[Document]
—————
I want to focus on this because it has come to the attention of even oblivious Walmart shoppers that our country currently isn’t functioning very well. I think it’s not an exaggeration to say that our country has, in fact, become dysfunctional. In order to stay dysfunctional, we have to manufacture targets of blame for the obvious and growing problems we face: We need scapegoats. Without scapegoats, we’d have to look at the real, complex causes of our current problems, and if we do that, everything will change. Scapegoats help us to maintain the status quo, no matter how much the status quo stinks.
Like the saying goes, better the devil you know.
So, here for your shopping pleasure is a short list of some of the hottest and cheapest scapegoats around right now. Grab one while you still can! (I’m reasonably certain all of them can be found at Walmart.)
Mexican immigrants. They’re taking our jobs and ruining our country. Great jobs Americans would love to do like picking tobacco or working in slaughterhouses or roofing suburban homes in the dead heat of summer at sub-minimum wage. Let’s get serious for a minute here: Jobs that pay wages Americans can actually live on are not being snapped up by illegal immigrants. Those good jobs are going overseas to China and India. So blame your bad luck on Mexicans if you want to, while you can. Soon, however, there won’t be any good jobs for people born here, at which point you will have to be a little nicer if you want to get hired to pick tomatoes with these folks.
—————
[Information supplied]
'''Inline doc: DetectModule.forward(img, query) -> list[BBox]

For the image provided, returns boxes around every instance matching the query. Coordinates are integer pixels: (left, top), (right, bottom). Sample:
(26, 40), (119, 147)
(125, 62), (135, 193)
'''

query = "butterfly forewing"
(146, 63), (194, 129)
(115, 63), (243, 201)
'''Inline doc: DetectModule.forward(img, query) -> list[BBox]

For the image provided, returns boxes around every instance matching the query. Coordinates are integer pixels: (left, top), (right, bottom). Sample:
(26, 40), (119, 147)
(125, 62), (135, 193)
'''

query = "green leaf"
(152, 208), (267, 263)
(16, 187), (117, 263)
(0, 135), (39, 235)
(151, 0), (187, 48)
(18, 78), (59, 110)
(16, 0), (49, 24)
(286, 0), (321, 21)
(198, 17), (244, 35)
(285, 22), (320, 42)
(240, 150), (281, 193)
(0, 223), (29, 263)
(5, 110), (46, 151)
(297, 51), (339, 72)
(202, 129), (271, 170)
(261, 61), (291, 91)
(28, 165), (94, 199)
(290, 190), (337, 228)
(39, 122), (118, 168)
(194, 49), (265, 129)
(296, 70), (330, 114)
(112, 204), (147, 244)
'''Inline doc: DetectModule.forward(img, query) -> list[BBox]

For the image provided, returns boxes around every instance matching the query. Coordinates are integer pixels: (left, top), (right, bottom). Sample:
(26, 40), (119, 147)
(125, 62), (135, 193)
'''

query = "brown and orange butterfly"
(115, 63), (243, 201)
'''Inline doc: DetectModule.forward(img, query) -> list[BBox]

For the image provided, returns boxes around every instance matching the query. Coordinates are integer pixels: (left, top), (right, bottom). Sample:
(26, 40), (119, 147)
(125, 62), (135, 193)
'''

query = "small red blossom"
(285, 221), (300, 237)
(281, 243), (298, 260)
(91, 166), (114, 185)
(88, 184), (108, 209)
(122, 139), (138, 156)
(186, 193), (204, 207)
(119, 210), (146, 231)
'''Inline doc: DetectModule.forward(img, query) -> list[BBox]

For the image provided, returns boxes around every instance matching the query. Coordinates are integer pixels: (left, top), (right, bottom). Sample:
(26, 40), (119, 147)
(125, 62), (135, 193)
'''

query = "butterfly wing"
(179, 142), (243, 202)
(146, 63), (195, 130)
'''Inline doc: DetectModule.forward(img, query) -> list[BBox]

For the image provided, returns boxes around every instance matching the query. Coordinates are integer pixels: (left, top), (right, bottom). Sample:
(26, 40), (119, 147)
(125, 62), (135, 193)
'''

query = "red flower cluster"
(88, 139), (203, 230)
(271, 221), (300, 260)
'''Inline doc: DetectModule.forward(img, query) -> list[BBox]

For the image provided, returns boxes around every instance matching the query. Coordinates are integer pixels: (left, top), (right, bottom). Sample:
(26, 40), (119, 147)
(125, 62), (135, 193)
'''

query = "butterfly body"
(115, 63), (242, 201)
—————
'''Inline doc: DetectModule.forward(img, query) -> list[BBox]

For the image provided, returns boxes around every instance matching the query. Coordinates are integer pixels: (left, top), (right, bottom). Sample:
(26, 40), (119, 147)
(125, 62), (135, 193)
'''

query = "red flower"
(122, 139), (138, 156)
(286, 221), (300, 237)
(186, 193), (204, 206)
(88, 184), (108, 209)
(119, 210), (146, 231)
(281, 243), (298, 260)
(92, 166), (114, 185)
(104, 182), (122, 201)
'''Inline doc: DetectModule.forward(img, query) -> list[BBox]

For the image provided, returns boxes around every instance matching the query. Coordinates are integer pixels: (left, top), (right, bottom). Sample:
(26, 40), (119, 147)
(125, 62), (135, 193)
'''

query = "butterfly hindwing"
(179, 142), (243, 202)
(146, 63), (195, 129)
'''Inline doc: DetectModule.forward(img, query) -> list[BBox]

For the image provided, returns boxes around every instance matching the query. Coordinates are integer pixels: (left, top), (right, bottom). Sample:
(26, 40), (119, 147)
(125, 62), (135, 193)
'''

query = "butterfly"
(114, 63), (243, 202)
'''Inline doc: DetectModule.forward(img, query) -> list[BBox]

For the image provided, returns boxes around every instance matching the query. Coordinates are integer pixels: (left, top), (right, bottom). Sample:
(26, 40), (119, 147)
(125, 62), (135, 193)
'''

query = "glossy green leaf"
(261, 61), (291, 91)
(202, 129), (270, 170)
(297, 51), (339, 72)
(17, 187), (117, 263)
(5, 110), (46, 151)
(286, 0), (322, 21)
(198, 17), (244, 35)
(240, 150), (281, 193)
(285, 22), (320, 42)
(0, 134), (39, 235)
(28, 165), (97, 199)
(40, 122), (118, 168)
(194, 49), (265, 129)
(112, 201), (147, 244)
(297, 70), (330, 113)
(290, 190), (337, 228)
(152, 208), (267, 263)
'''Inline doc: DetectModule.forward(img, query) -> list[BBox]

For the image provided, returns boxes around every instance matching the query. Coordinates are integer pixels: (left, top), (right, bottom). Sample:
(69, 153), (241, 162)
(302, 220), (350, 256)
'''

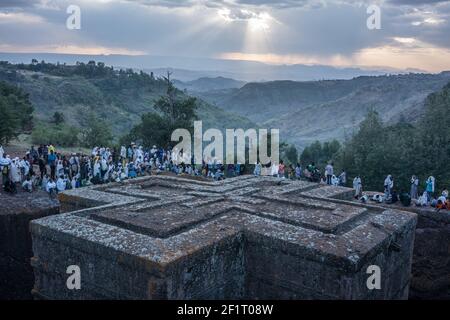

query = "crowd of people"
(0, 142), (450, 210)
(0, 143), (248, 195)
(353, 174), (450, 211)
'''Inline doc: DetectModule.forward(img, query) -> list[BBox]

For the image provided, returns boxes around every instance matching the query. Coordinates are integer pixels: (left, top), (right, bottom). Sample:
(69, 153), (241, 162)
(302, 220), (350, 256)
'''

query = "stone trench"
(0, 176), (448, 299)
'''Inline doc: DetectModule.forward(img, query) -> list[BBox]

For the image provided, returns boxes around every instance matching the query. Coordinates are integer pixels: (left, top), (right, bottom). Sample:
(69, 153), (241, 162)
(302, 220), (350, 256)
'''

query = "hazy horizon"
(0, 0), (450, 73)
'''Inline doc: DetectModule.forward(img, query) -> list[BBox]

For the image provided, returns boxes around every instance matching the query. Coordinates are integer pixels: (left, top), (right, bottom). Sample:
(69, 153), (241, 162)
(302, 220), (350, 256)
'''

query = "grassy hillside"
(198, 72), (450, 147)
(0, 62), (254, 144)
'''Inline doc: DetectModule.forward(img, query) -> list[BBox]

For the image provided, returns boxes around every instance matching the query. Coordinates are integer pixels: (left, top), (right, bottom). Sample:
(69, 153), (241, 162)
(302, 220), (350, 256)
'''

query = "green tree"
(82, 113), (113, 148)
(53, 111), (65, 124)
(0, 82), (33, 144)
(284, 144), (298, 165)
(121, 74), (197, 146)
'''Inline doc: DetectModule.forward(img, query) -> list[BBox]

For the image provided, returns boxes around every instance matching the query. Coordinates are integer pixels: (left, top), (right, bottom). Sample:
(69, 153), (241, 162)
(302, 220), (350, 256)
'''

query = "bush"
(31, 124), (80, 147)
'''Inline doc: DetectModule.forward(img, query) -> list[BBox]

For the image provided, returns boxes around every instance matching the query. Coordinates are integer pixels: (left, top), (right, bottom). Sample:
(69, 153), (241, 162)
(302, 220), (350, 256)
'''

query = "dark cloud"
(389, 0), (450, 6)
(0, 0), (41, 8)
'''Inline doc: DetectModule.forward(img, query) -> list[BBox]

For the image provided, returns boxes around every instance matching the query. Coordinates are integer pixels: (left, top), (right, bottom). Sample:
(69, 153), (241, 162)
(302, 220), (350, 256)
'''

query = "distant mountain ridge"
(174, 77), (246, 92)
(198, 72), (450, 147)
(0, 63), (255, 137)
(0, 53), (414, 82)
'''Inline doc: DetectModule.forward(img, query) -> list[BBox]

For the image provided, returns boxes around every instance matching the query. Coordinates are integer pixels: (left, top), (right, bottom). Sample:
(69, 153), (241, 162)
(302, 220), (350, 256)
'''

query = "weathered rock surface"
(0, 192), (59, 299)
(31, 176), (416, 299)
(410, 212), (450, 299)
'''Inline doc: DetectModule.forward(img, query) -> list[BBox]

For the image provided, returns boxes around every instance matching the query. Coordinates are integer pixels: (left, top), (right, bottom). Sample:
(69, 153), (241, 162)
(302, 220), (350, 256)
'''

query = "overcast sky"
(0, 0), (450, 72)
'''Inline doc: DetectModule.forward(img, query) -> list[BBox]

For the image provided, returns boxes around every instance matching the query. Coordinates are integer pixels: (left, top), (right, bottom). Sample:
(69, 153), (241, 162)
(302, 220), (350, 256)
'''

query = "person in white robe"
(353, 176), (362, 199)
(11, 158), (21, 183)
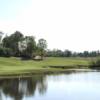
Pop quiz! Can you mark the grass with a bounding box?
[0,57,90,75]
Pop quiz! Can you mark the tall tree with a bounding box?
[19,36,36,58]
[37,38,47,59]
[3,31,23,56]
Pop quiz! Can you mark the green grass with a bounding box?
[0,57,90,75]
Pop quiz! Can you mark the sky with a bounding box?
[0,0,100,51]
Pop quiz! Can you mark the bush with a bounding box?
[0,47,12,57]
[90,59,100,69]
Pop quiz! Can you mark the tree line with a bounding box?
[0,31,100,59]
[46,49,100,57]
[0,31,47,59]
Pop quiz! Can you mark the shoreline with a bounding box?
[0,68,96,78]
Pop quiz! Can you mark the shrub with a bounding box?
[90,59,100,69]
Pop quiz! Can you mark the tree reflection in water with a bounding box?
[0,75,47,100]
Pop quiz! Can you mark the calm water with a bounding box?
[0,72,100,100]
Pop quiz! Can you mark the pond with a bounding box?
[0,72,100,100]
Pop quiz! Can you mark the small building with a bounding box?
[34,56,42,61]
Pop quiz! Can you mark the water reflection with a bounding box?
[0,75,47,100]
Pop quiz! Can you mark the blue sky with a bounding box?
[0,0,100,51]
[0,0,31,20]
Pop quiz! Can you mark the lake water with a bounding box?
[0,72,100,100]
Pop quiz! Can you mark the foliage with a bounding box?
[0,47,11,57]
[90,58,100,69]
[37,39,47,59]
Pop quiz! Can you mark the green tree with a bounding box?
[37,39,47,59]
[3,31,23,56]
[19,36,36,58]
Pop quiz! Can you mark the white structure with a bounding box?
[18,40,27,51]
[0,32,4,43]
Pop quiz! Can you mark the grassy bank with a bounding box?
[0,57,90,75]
—————
[Task set]
1. According to the essay on scapegoats, where are the good jobs that pay livable wages going?
2. Write the next part of the essay on scapegoats, picking up after its last sentence.
The records are separate material from the essay on scapegoats.

[Task answers]
1. They are going overseas to China and India.

2.
Married gays. It’s not the fact that the American auto industry is DOA or that the price of gasoline is on its way to Mars or that we are dumping enormous sums of money into a war we can’t win that is hurting our country’s economy right now; it’s those pesky homosexuals, always out in public doing pesky gay things like picking out drapes and going to the gym. Now they want to get married. No wonder we are doomed. God will now smite us with forest fires, tornadoes, hurricanes, and gay divorce lawyers. Hard to believe that the last election was largely won by simply invoking the power of homophobia, but it was. All of you people who voted for George Bush just so Adam and Steve wouldn’t get a marriage license, how is that working out for you now? (And by the way, Adam and Steve? Yeah, you two, out in California? Congratulations! High five!)
Stupid poor people. As you probably point out constantly to everyone you know, America is crawling with people who are way stupider than you. If those people sign papers with predatory lenders that take all their money and then repo their homes, it’s their own damn fault. Doesn’t matter if they are in their 90s and live on an $800 a month Social Security check, they should have planned better when they were younger. Now they are bringing down the whole country with their stupid stupidity by way of too many foreclosures. Alleged fraud and book-cooking at Fannie Mae or Countrywide is beside the point. Those nice, ambitious young brokers who invented ways to package and trade mortgage loans as securities, ways that completely erased who held the bad debts? Those nice boys were just trying help your stock portfolio increase in value.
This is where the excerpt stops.